Inconsistent results across queries in Codebook

changta · July 2024

Hello, I was referred to the forum via Codebook support (Case 13704675, if helpful).

I am using Python 3 in Codebook within the Workspace app (1.24.159).

I have been obtaining different results in Codebook for the same query. This occurs even when the query is re-run on the same day. For example, I ran the query twice (the second query ~30 mins after the first) and obtained inconsistent results (i.e., in one query a value would be null and in the other it would be populated). I also ran the query a third time on the same day and curiously only received 3 columns back (vs 26 columns in the other two queries) with almost completely all null values.

The explanation provided for the inconsistent results across the first two queries, as well for why not all columns would be returned as in the third query was API usage and limits and I was referred to this page: https://developers.lseg.com/en/api-catalog/eikon/eikon-data-api/documentation#eikon-data-api-usage-and-limits-guideline

From my reading, given my query, any potential issue would be around “requests,” and not datapoints or response volume. I’m including my query below, as well as a walk through of each of the limit restrictions listed on the site above and my evaluation of each. My most basic question is what constitutes a request and what portions of my code would count as a single request. I’ve highlighted the areas of potential applicability with clarifying questions.

Call-based limit

Request per second – 5 requests per second
- What constitutes as request? What portion of the above code constitutes a single request?
Response volume per minute – 50 MB per minute
- My resulting output is a txt file with a size of 1.2MB. It takes ~5mins to produce this, I don’t believe this is an issue.
Datapoints returned per request:
- I am using get_data
  - No enforced limit for version 1.1.0+
  - Server timeout around 300 seconds – what does this mean?

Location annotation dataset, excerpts

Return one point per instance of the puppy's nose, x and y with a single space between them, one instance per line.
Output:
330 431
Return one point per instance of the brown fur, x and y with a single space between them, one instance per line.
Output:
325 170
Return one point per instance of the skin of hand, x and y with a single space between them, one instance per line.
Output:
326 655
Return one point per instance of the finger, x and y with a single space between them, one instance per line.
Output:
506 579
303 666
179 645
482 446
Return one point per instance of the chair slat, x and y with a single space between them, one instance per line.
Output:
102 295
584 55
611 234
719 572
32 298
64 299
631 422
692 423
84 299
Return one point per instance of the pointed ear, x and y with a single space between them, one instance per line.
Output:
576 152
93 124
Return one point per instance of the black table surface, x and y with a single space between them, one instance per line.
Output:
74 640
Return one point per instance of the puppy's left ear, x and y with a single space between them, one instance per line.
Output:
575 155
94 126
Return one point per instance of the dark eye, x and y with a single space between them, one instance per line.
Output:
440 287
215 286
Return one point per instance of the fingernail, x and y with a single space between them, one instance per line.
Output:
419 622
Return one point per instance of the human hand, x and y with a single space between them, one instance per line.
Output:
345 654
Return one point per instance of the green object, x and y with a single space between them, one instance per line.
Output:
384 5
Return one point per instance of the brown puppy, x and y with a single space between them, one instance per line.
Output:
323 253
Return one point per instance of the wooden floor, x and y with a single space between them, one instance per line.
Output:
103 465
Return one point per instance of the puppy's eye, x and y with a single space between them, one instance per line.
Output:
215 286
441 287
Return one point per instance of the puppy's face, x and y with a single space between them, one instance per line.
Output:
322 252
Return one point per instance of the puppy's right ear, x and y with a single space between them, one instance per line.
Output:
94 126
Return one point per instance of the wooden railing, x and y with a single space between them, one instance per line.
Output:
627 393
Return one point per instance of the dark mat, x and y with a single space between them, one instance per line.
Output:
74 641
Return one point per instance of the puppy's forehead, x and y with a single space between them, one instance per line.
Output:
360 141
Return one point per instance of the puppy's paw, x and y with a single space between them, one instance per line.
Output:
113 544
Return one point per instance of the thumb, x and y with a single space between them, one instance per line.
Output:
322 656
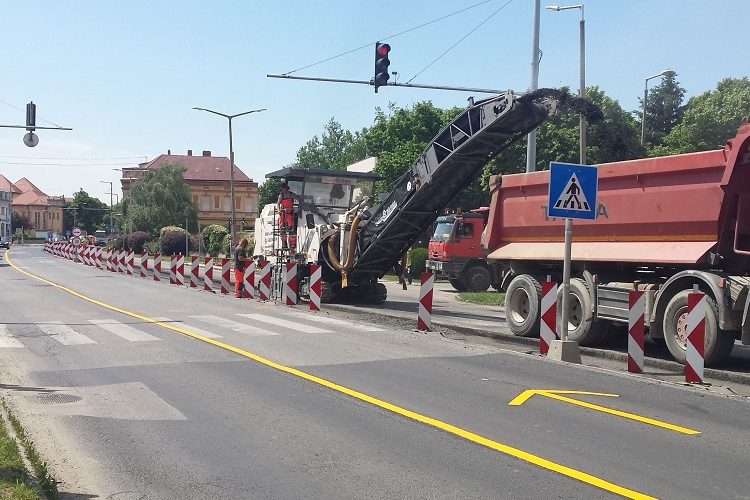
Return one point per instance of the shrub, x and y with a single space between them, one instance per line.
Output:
214 237
418 260
172 242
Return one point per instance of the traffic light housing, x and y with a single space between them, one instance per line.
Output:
381 64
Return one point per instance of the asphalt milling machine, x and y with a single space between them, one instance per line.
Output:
357 237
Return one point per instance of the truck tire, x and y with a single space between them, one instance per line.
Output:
718 343
477 279
581 324
522 305
458 284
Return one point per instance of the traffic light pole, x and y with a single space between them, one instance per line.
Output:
394 84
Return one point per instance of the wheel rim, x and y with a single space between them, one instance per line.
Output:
519 303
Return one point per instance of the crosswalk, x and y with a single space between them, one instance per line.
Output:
102 330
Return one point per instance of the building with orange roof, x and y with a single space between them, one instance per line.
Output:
45 212
208 178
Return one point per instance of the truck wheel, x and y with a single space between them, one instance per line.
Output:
717 345
581 325
522 305
458 284
477 279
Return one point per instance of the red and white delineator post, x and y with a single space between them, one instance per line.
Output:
226 282
264 285
208 274
130 261
249 280
636 330
194 272
157 266
144 264
424 316
290 284
316 278
695 345
547 326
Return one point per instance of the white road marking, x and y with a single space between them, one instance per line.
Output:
289 325
322 318
8 340
122 330
64 334
233 325
185 326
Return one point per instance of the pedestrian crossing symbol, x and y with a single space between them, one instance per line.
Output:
572 191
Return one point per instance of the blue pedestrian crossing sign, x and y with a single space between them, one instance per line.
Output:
572 191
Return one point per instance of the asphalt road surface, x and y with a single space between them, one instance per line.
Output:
133 389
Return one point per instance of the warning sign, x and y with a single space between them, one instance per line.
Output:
572 191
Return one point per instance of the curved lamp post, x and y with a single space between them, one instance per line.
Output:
231 158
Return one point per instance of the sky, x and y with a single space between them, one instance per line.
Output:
126 75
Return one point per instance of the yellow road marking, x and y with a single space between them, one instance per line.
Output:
470 436
554 394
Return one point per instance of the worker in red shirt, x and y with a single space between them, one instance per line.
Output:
285 207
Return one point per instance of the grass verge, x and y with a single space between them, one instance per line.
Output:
483 298
16 483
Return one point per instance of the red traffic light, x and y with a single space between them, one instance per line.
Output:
382 49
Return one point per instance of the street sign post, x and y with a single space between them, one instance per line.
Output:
572 195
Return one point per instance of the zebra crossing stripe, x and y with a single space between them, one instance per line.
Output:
124 331
64 334
235 326
185 326
291 325
8 340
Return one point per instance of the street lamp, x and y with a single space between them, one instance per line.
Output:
111 216
231 158
582 70
645 96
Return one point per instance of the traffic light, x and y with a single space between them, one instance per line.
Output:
381 64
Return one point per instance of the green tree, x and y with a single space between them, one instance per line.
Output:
335 150
709 119
664 109
90 213
162 199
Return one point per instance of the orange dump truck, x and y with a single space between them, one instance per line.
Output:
663 225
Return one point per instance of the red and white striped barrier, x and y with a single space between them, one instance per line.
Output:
290 284
424 316
249 277
208 274
144 264
179 270
264 286
226 283
172 269
157 266
316 277
695 346
636 330
129 262
194 272
547 329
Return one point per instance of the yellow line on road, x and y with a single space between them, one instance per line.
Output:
508 450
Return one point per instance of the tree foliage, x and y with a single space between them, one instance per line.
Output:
162 199
86 212
709 119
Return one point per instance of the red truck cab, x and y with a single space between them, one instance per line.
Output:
455 251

_INSTRUCTIONS:_
1) Return every line of the rows that contains the word "asphalt", treating uppercase and lowercase as different.
2) Pick up the forum post about inconsistent Codebook query results and continue it from its last line.
The forum post and the rows have no connection to each other.

_ANSWER SET:_
1)
Return one point per instance of the asphalt milling machine, x and y with a single space between them, one instance per line.
Return one point per instance of the asphalt road surface, x and y with a single space between them, one instance per line.

2)
Daily limits

Requests per day – 10k requests per day
- What constitutes a request? If I run the above code 10x (with input list each of 10k), does that count as 10 requests or 100,000 requests?
Response volume per day – 5GB per day/50 MB per minute
- Resulting output is 1.2MB – not an issue

A screenshot of the code being run is below. It completes without error.

Where field_list = ['TR.RIC',

'TR.CUSIP',

'TR.tickersymbol',

'TR.legalentityidentifier',

'TR.CinCUSIPCode',

'TR.MIC',

'TR.exchangecountrycode',

'TR.CommonName',

'TR.ExchangeMarketIdCode',

'TR.exchangename',

'TR.exchangecountry',

'TR.ISIN',

'TR.ISINCode',

'TR.CUSIPCode',

'TR.CUSIPExtended',

'CF_Name',

'TR.FiIssuerName',

'TR.GICSSectorCode',

'TR.GICSIndustryGroupCode',

'TR.GICSIndustryCode',

'TR.GICSSubindustryCode',

'TR.GICSSector',

'TR.GICSIndustryGroup',

'TR.GICSIndustry',

'TR.GICSSubindustry'

]

And
input_list1 is a list with 10k elements.

[Deleted User] · July 2024

Hi @changta, to clarify the limits:

Call-based limit: Request per second – 5 requests per second
- What constitutes as request?
  Q: What portion of the above code constitutes a single request?
  A: Any one request to the LSEG servers is considered a request, e.g.:

rd.get_data(
        universe=input_list1[0],  # RIC 'A.N'
        fields=field_list
    )

is only one call, so is

rd.get_data(
        universe=input_list1[0:50],
        fields=field_list
    )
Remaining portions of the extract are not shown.